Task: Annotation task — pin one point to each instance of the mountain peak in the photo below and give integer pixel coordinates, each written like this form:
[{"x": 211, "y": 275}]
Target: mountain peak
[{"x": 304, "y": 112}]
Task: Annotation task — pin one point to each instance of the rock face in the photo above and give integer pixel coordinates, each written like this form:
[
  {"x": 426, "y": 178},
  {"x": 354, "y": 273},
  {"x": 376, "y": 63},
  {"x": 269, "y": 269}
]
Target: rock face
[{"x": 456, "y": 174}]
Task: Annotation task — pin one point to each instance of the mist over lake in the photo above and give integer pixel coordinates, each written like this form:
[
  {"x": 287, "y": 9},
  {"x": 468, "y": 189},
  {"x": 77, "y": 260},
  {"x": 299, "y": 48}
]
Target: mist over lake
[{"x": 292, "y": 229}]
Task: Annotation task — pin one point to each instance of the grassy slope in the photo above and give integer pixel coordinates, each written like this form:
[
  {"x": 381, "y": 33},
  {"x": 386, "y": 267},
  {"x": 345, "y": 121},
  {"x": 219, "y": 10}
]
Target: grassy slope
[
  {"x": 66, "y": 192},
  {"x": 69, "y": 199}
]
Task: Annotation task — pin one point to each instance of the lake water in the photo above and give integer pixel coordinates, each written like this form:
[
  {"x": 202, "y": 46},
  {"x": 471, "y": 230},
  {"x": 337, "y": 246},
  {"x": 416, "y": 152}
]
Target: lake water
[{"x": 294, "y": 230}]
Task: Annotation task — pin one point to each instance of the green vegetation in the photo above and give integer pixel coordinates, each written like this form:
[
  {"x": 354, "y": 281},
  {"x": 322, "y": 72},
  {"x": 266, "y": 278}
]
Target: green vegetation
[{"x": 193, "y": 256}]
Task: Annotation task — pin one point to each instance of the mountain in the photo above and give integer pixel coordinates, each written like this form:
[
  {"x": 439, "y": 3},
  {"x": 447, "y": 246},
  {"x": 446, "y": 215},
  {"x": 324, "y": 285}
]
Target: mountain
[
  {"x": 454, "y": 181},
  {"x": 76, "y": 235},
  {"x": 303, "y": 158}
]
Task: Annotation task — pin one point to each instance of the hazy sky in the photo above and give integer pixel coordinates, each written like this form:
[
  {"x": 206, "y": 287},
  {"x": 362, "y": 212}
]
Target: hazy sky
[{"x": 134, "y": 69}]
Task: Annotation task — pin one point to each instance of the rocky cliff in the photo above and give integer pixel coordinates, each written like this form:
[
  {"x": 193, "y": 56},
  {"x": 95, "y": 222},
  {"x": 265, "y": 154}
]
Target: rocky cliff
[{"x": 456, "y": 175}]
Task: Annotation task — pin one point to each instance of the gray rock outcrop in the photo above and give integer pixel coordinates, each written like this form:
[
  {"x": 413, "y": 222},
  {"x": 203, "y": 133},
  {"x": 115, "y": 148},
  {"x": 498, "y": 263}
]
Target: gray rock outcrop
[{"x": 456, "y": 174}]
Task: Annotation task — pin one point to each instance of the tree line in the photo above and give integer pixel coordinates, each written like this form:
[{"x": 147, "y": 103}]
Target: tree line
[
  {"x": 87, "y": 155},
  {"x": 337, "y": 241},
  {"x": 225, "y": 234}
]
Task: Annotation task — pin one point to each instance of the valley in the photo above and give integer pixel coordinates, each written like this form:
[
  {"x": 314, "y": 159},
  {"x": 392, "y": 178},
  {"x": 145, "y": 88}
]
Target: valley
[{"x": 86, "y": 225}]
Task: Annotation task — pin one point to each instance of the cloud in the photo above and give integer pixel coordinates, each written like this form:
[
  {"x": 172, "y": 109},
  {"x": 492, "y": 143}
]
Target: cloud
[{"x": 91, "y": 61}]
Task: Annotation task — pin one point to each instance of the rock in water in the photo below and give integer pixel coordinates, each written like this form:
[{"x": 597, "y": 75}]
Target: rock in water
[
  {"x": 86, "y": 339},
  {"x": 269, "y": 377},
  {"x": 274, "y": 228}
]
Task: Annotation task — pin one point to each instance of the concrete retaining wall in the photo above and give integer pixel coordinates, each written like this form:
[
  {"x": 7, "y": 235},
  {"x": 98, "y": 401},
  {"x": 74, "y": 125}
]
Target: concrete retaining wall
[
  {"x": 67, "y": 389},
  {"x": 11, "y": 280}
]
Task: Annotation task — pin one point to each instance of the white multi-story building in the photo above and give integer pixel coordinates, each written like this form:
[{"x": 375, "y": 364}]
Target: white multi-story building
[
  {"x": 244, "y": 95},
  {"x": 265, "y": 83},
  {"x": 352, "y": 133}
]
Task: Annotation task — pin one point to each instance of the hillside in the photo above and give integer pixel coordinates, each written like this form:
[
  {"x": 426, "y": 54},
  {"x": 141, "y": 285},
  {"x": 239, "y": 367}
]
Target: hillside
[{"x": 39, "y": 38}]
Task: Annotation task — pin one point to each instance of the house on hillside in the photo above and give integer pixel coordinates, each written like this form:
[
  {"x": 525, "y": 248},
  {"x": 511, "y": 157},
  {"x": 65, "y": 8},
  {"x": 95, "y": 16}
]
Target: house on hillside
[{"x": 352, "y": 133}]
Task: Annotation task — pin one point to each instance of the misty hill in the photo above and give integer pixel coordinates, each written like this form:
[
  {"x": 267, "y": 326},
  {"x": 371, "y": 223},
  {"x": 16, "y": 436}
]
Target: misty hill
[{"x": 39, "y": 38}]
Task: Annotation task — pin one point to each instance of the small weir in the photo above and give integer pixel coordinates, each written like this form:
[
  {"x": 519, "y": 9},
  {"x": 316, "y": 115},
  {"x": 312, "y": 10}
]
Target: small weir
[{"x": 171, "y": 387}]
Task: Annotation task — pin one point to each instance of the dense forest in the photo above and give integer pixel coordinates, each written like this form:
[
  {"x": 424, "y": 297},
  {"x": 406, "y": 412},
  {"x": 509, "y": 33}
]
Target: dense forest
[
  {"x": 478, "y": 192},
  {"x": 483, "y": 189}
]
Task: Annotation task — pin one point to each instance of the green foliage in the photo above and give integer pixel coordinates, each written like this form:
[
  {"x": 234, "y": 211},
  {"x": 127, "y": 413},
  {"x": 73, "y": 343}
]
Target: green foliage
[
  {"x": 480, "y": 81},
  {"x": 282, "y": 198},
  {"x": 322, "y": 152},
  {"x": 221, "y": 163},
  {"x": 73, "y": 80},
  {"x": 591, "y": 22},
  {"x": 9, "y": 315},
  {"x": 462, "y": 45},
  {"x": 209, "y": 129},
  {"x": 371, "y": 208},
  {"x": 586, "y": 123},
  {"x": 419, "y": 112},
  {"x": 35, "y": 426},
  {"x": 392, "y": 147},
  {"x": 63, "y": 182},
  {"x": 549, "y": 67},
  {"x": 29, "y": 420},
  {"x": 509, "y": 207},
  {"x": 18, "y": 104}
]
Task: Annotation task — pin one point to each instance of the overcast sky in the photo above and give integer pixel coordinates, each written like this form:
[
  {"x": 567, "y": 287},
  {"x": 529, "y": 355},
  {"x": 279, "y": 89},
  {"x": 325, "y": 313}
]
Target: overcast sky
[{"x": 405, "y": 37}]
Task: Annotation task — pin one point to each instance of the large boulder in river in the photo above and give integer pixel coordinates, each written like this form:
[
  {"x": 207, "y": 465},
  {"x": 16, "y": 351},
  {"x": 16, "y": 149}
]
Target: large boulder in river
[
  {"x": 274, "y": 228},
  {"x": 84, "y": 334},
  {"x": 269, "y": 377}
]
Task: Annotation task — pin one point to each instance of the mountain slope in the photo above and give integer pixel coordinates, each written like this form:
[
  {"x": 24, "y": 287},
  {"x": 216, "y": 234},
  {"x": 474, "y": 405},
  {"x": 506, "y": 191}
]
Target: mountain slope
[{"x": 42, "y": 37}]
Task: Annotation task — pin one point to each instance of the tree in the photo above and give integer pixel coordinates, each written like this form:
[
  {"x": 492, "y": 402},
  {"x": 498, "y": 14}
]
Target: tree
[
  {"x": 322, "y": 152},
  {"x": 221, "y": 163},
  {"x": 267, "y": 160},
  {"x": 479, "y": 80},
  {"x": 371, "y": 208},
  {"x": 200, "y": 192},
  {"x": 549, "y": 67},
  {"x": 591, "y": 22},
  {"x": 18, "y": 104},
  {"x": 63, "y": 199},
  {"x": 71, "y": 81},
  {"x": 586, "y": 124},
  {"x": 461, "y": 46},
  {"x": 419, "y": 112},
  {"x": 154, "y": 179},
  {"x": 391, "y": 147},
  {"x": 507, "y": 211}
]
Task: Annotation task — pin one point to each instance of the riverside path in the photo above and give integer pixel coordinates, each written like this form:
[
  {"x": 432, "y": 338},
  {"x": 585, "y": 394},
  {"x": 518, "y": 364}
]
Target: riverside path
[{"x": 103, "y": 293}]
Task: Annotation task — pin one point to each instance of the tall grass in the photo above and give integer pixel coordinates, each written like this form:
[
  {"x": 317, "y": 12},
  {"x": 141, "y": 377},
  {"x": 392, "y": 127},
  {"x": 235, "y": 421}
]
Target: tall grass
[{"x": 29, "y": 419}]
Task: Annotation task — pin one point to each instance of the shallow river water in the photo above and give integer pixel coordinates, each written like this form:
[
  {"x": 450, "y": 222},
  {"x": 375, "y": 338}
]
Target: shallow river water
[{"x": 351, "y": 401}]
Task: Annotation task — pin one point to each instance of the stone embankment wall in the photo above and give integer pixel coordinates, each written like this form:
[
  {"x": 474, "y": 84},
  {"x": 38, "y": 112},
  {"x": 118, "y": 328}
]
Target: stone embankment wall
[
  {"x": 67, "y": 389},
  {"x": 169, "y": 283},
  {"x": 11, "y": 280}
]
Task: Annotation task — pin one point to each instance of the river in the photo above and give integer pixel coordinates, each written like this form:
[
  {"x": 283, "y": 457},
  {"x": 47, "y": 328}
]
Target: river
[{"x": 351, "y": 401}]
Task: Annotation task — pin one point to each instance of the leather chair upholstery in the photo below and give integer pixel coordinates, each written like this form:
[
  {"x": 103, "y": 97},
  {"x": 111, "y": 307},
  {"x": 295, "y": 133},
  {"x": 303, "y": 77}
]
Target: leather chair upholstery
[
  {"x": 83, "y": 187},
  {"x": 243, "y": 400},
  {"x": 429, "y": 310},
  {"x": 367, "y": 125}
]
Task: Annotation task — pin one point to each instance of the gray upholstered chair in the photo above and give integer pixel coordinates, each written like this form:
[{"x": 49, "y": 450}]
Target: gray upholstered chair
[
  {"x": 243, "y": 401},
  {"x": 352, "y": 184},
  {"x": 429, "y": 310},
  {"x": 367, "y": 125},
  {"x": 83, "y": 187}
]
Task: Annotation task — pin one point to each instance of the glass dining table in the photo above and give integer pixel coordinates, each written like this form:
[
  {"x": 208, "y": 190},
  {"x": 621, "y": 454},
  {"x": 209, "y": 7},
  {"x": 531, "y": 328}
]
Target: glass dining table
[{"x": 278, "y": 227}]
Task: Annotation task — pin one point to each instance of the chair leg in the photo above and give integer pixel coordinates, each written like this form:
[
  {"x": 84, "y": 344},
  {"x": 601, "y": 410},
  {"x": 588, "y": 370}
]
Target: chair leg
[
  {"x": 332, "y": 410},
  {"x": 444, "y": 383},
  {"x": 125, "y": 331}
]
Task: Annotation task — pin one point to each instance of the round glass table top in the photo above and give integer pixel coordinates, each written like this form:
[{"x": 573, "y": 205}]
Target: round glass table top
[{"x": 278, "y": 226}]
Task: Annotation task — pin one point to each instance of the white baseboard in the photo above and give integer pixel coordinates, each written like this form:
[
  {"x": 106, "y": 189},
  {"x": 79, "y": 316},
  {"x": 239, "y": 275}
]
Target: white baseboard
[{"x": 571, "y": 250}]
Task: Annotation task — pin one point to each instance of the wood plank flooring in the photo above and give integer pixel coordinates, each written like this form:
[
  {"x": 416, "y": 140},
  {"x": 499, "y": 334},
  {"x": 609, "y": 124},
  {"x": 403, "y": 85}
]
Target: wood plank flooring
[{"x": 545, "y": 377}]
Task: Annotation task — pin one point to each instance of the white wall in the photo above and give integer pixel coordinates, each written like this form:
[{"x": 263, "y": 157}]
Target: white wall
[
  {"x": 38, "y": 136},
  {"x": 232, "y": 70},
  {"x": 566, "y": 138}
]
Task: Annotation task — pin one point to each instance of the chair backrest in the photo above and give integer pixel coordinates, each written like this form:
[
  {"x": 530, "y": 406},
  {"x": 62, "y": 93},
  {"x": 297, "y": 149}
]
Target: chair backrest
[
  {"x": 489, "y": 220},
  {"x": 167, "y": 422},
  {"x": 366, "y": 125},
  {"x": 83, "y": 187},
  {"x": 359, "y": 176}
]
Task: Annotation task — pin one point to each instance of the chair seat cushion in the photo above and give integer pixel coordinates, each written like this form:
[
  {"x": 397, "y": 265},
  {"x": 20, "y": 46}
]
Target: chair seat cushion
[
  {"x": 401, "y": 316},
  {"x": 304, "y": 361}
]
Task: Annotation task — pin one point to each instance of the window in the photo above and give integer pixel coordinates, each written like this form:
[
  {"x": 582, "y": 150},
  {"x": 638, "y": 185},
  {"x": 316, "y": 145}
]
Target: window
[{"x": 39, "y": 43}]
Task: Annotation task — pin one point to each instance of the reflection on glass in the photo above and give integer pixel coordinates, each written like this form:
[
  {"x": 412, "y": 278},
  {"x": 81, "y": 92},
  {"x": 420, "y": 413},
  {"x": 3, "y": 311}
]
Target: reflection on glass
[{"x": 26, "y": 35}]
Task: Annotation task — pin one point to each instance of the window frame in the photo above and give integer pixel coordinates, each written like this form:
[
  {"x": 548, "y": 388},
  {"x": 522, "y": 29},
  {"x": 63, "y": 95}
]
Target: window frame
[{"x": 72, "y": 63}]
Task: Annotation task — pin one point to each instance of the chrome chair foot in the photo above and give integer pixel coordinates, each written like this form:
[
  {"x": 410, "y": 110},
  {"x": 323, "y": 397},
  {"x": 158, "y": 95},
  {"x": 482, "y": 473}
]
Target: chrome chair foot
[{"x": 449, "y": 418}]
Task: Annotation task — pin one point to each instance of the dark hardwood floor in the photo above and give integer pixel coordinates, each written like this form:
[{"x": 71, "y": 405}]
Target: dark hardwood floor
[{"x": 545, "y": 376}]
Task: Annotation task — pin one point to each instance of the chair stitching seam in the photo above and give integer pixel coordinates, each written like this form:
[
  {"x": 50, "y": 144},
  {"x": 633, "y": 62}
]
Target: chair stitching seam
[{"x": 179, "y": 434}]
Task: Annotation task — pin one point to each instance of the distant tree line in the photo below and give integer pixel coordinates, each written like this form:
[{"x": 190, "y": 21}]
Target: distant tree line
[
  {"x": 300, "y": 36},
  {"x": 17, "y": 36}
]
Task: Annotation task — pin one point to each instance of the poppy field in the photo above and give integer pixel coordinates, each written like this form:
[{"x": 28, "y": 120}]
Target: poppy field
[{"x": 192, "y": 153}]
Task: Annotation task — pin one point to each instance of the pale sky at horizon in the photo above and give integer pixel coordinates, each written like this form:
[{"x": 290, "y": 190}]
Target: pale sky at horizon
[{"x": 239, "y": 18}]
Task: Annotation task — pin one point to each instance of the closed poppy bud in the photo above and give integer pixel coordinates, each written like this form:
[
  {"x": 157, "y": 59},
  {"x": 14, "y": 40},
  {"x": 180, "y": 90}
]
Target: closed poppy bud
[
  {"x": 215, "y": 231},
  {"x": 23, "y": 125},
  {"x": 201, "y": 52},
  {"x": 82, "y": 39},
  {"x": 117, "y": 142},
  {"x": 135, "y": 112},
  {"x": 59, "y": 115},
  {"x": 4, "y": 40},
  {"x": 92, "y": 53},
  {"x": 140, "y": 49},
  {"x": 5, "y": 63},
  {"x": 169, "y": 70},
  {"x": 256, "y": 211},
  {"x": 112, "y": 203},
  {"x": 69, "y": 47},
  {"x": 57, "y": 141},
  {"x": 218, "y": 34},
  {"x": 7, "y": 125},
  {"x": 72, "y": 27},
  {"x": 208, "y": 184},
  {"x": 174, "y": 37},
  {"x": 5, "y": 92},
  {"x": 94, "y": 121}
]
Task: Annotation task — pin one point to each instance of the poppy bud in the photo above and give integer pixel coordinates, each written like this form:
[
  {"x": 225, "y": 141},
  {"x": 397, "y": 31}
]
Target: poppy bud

**INSTRUCTION**
Rewrite the records from the line with "the white baseboard" to the line with "Target: white baseboard", both ends included, changing "pin one point" to "place a single point" and keeping everything else the same. Return only those lines.

**FULL ANSWER**
Task: Annotation task — place a single point to each instance of the white baseboard in the photo above and give integer pixel coordinates, each written like this form:
[
  {"x": 106, "y": 189},
  {"x": 79, "y": 316},
  {"x": 239, "y": 275}
]
Target: white baseboard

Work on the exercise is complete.